_Text_.
○ ○ ○ ○ ○

EM3 Agricultural Services works at the muddy end of India’s ongoing story of economic growth. The company was founded in 2014 to provide smallholder farmers in India with access to mechanized equipment—not by selling it to them, but renting it, on demand, by the hour, through a platform that links them with equipment owners.
The economic challenges faced by smallholder farmers in India mirror the economic injustices faced by billions of the poor and marginalized around the world—largely forgotten, or exploited, by the private sector, and sidelined by policy choices designed to promote big business. But not necessarily. Less than a year after testing the “Uber for tractors” concept, EM3’s owners turned for growth capital to Aspada, an investment fund set up in 2013 with a particular focus on, among other things, sectors of the Indian economy that were then largely ignored by mainstream investors.
Aspada had itself just been established by the Soros Economic Development Fund, the impact investing arm of the Open Society Foundations. Managed by a talented local team, Aspada sought out businesses that benefit the almost 500 million Indians who are living above the poverty line, but who are not part of the wealthier urban elites. Because of its mission to deliver positive social, economic, and environmental impact, it was prepared to accept higher levels of risk than a conventional investor, over a longer time period, and work with them to develop their business models.

○ ○ ○ ○ ○

Referring expression data:
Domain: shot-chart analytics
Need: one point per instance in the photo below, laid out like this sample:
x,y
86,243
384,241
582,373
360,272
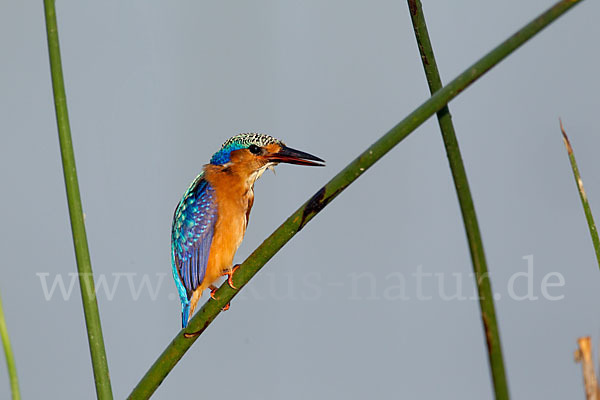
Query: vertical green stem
x,y
209,311
10,359
484,288
584,201
82,255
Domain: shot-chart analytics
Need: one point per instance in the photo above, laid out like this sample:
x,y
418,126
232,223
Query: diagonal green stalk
x,y
461,183
82,254
10,359
584,201
209,311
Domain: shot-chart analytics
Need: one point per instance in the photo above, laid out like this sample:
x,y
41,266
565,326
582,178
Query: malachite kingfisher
x,y
210,220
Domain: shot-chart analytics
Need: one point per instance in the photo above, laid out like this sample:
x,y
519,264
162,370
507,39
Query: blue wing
x,y
191,238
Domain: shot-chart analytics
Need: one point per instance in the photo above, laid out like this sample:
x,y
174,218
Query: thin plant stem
x,y
82,254
10,359
461,184
584,201
209,311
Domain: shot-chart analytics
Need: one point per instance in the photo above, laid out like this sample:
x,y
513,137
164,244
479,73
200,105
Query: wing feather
x,y
191,236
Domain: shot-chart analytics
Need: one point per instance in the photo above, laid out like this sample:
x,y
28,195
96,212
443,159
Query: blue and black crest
x,y
241,141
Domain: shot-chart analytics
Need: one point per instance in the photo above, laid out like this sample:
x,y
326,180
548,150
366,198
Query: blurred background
x,y
375,296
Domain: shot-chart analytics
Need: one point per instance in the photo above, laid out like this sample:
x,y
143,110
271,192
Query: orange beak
x,y
292,156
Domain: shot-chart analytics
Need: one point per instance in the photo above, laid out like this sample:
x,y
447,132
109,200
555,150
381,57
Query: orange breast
x,y
234,199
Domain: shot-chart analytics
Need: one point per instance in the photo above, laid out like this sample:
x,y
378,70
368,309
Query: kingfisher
x,y
211,219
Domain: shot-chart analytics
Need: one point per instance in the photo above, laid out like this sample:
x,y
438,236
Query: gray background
x,y
154,88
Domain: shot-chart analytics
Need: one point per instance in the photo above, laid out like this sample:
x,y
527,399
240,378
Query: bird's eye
x,y
254,149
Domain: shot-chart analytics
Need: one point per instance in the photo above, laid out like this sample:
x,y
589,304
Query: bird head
x,y
253,153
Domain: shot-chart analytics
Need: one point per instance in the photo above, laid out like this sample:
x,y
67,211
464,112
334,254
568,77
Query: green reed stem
x,y
82,254
584,201
10,359
461,184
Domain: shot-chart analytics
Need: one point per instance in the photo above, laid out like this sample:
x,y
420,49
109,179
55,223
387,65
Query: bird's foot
x,y
213,289
230,276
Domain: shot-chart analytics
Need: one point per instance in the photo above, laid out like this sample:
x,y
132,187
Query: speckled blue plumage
x,y
191,238
241,141
194,223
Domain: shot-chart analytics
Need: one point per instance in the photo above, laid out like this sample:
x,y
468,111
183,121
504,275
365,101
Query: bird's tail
x,y
185,313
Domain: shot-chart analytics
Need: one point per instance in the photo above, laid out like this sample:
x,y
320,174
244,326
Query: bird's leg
x,y
229,275
213,289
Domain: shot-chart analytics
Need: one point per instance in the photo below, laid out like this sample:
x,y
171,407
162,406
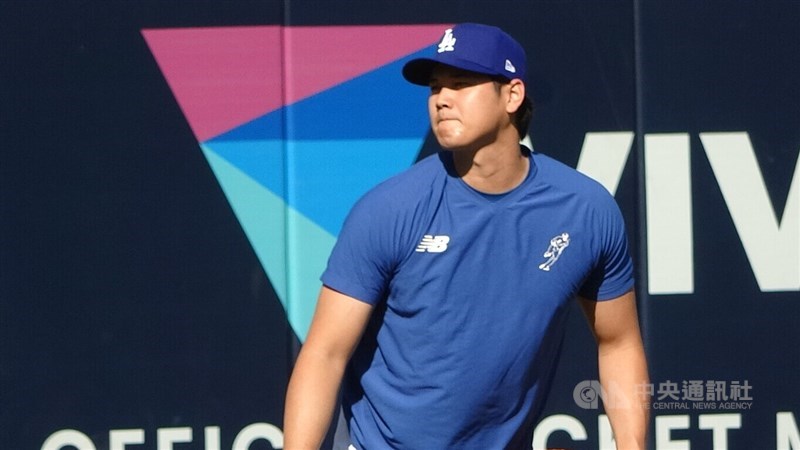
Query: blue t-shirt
x,y
470,294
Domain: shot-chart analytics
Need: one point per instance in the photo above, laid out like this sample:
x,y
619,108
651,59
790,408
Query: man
x,y
443,305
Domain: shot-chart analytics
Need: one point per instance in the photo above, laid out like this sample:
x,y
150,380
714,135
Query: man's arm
x,y
337,326
622,366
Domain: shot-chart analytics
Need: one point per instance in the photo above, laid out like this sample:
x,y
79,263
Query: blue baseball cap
x,y
475,47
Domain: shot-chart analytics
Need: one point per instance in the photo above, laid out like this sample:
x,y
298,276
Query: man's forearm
x,y
623,375
310,401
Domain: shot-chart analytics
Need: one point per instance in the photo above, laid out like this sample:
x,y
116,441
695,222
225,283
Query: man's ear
x,y
516,95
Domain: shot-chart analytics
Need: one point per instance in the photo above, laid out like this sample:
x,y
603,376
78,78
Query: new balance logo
x,y
433,244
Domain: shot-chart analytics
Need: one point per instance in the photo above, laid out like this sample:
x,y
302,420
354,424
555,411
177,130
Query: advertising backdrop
x,y
173,175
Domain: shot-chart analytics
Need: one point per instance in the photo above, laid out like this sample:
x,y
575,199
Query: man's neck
x,y
493,169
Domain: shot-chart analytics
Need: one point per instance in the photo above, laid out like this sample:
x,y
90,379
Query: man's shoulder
x,y
412,183
563,177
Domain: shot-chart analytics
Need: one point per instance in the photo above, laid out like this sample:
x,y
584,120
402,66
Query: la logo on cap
x,y
448,41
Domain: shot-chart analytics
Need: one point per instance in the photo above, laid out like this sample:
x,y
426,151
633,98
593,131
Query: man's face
x,y
466,108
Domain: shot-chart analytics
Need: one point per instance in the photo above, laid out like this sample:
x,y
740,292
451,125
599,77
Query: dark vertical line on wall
x,y
641,226
293,343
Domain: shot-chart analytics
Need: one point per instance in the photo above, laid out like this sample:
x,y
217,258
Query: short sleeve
x,y
613,273
360,264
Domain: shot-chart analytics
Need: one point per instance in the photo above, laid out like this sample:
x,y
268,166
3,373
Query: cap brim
x,y
418,71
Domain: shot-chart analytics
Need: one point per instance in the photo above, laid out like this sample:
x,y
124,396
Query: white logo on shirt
x,y
448,42
433,244
557,246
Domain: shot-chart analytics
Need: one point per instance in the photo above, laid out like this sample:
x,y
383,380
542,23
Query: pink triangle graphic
x,y
224,77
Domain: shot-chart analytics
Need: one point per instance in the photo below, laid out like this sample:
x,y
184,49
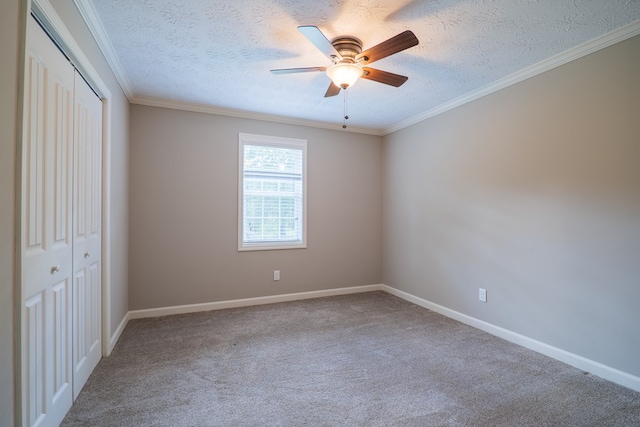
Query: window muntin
x,y
272,193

○ ○ ○ ○ ○

_Activities_.
1 > Using the text on EM3 Agricultural Services, decide whether each statement agrees with it. Answer yes or no for each, and quote the deciding words.
(a) EM3 was set up to sell mechanized equipment to smallholder farmers.
(b) Aspada was established in 2013.
(c) Aspada would take on less risk than a conventional investor.
2 > Pick up the text on EM3 Agricultural Services and Aspada after its final sentence and carry it forward.

_Results in order_.
1 >
(a) No: "not by selling it to them, but renting it, on demand, by the hour"
(b) Yes: "an investment fund set up in 2013"
(c) No: "it was prepared to accept higher levels of risk than a conventional investor"

2 >
In the case of EM3, Aspada’s investment led to further growth, which then attracted new, more mainstream investors. And in the fields, where a farmer’s plot of land may be four acres or less, the pay-by-the-hour machinery delivered productivity increases of around 20 percent for thousands of farmers, and secured the support of the state government of Rajasthan for a network of over 1,000 rental centers across the state.
Aspada invested in other businesses serving the needs of smallholder farmers, as well as businesses in other sectors. It financed Be Well Hospitals, which runs affordable, high quality health clinics offering affordable access to private medical care. It invested in Capital Float, which provides short-term working capital finance to small businesses without hard assets to use as collateral.
Altogether, by investing some $70 million in 17 such businesses, over the last six years, Aspada has not only impacted the lives of millions, but has shown the way for over $400 million of additional investment into its portfolio companies from global investors such as Sequoia Capital, Google, Ribbit Capital, OPIC, and Amazon, alongside numerous other local and international investors. It is exactly this kind of catalytic effect that Open Society seeks to achieve with its impact investment work.